[What the task asks]:
For the word "blue", search the records and show each line in which it occurs.

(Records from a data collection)
»»

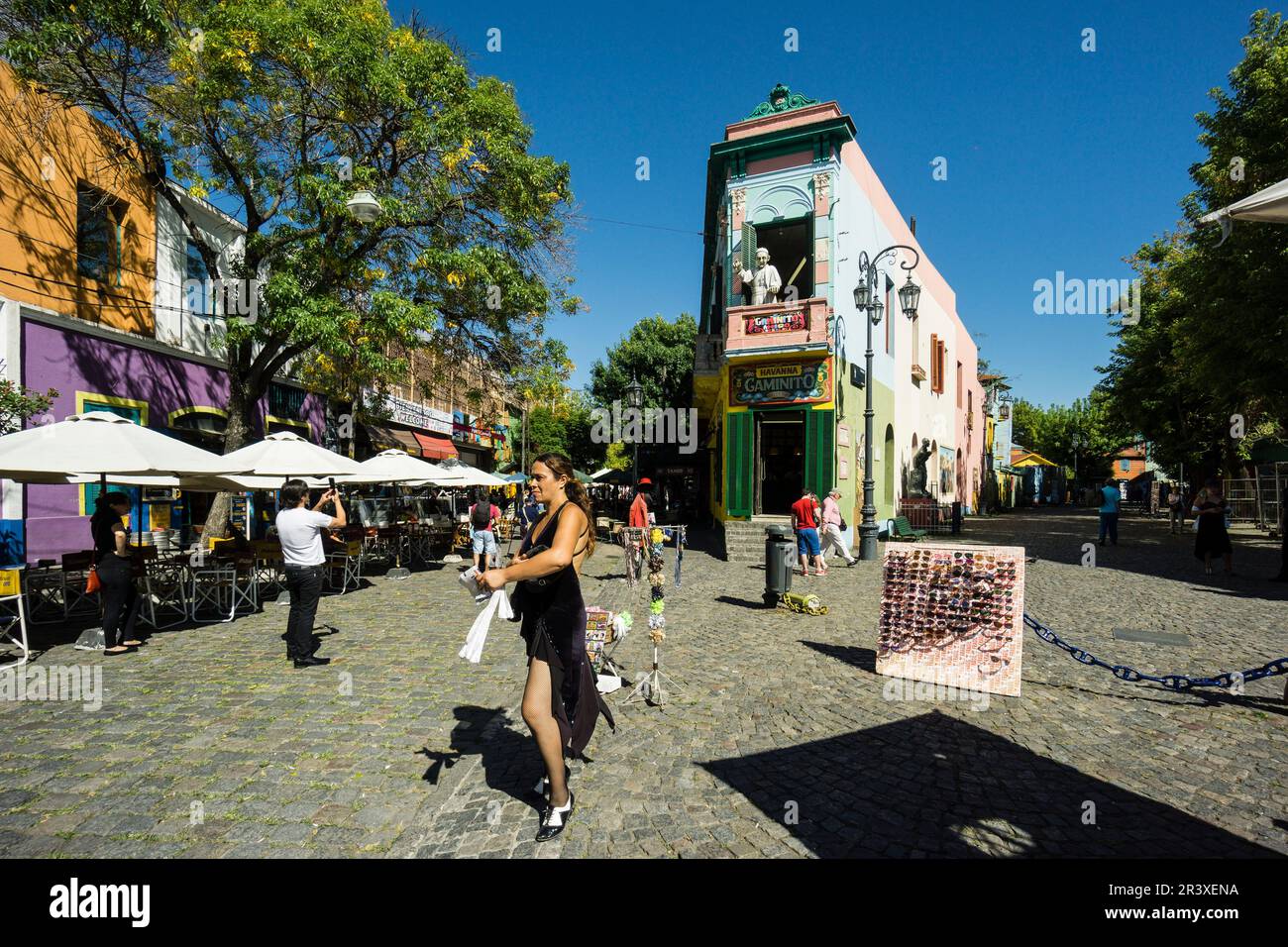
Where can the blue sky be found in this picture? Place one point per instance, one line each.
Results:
(1057, 158)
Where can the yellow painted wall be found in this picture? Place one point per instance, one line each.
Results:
(46, 151)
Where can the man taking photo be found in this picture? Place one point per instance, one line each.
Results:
(300, 532)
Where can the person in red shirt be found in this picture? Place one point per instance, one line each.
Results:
(805, 523)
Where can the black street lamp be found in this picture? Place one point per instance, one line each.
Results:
(635, 399)
(867, 302)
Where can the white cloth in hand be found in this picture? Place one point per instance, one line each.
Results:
(498, 604)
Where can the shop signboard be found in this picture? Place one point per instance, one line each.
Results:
(781, 382)
(777, 322)
(412, 415)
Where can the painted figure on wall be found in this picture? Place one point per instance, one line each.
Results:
(764, 282)
(919, 478)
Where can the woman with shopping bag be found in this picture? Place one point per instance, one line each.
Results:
(561, 701)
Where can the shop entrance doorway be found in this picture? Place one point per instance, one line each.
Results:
(780, 462)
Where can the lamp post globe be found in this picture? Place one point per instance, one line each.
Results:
(910, 295)
(364, 206)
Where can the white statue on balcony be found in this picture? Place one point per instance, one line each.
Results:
(764, 282)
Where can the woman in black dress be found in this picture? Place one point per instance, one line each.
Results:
(115, 566)
(1212, 539)
(561, 701)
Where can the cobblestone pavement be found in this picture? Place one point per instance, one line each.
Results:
(780, 741)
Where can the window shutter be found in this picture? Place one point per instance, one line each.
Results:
(819, 450)
(738, 463)
(748, 247)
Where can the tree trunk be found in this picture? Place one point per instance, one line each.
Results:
(241, 423)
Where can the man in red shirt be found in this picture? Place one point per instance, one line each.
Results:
(805, 525)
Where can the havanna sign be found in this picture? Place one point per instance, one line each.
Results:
(782, 382)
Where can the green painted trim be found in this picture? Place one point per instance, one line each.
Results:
(842, 128)
(781, 99)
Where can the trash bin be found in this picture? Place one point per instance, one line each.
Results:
(780, 562)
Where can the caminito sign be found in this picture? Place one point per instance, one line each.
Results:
(787, 382)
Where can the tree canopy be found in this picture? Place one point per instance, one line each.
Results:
(660, 355)
(278, 112)
(1205, 368)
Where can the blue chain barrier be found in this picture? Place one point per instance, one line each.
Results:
(1176, 682)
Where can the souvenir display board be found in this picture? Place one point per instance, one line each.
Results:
(953, 615)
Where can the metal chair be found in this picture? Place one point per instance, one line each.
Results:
(12, 596)
(348, 565)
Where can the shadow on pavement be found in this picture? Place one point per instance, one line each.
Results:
(863, 659)
(510, 761)
(941, 787)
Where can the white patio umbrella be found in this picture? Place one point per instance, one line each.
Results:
(472, 476)
(399, 467)
(1269, 205)
(103, 445)
(286, 455)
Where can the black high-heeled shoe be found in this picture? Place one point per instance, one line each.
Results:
(554, 821)
(542, 787)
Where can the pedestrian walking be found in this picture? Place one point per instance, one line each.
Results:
(833, 527)
(483, 518)
(299, 530)
(561, 701)
(1212, 538)
(1111, 501)
(1283, 547)
(1176, 509)
(805, 525)
(114, 564)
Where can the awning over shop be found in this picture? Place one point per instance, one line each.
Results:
(385, 438)
(436, 446)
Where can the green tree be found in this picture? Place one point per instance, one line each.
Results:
(18, 403)
(1209, 347)
(283, 110)
(660, 355)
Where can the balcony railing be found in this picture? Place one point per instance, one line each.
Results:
(776, 325)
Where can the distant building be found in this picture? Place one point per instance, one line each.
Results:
(780, 385)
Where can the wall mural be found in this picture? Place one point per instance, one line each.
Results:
(953, 616)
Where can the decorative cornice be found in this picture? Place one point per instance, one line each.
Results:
(781, 99)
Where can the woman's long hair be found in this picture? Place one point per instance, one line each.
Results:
(562, 467)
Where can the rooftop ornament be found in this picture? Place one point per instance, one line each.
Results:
(782, 99)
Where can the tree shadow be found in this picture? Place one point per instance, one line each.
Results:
(863, 659)
(745, 603)
(940, 787)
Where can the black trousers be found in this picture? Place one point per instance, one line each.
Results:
(304, 582)
(119, 596)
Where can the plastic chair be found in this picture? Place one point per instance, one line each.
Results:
(165, 589)
(224, 587)
(44, 589)
(76, 600)
(348, 564)
(11, 591)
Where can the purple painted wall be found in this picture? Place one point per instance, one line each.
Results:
(55, 357)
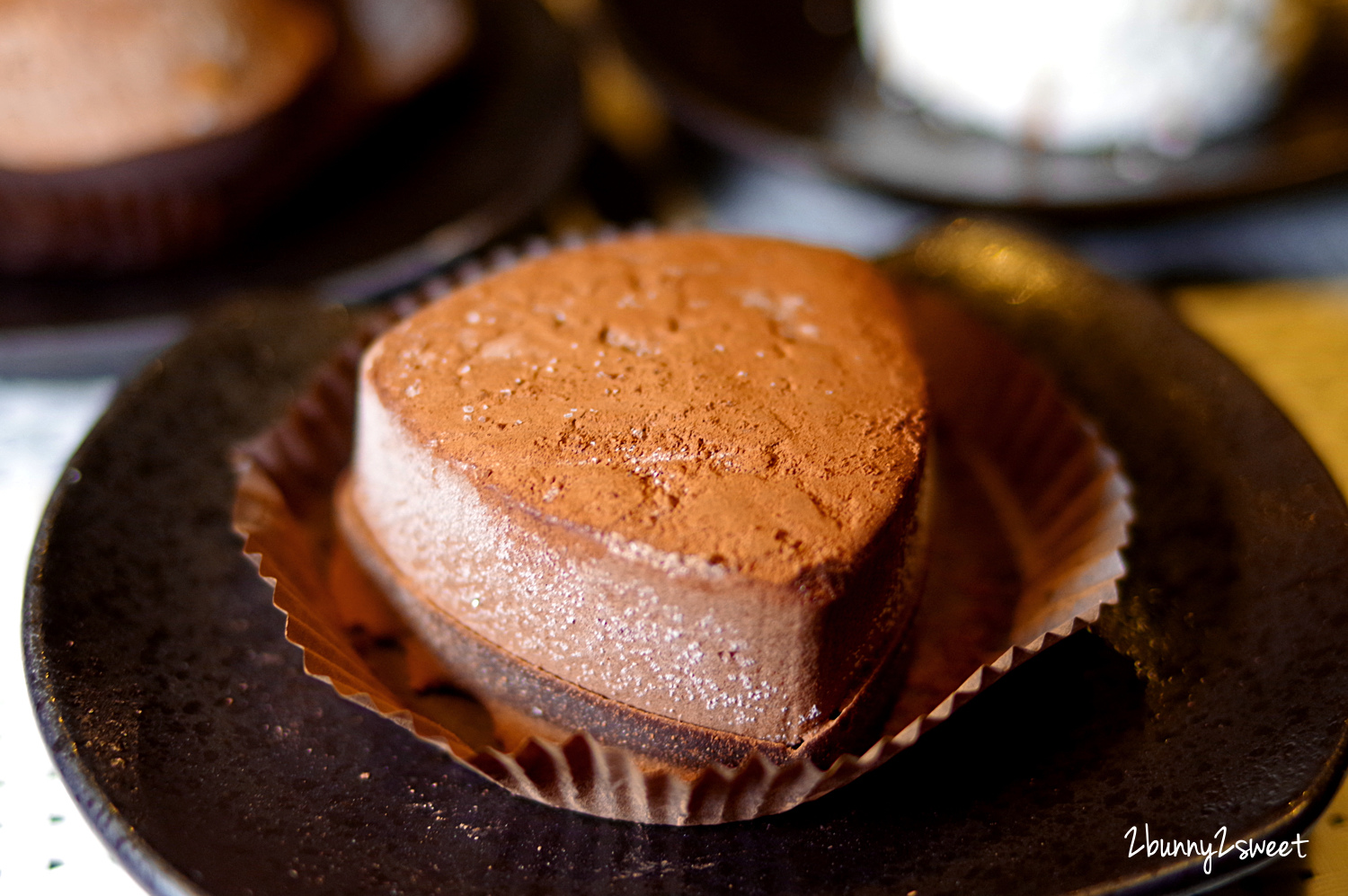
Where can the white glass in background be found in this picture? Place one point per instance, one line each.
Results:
(1086, 77)
(45, 844)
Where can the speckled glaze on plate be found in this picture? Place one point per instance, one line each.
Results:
(784, 83)
(1215, 694)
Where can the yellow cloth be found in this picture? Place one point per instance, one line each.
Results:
(1293, 340)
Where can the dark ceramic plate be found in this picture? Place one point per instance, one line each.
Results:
(784, 83)
(452, 170)
(1216, 694)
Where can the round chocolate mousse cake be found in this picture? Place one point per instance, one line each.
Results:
(666, 489)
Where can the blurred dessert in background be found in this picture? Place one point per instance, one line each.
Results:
(137, 132)
(1086, 77)
(404, 45)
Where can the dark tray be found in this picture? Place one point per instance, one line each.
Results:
(785, 83)
(1215, 694)
(458, 166)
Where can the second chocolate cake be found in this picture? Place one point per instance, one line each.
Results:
(663, 489)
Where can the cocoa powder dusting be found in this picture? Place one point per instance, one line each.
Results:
(747, 402)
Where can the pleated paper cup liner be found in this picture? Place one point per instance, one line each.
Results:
(1029, 519)
(182, 201)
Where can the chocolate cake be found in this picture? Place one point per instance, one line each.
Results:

««

[Answer box]:
Where can the blue sky be found in this picture? Place one point per instance, one line each.
Where can the blue chain barrier be found in this picture? Place one point per instance, one line each.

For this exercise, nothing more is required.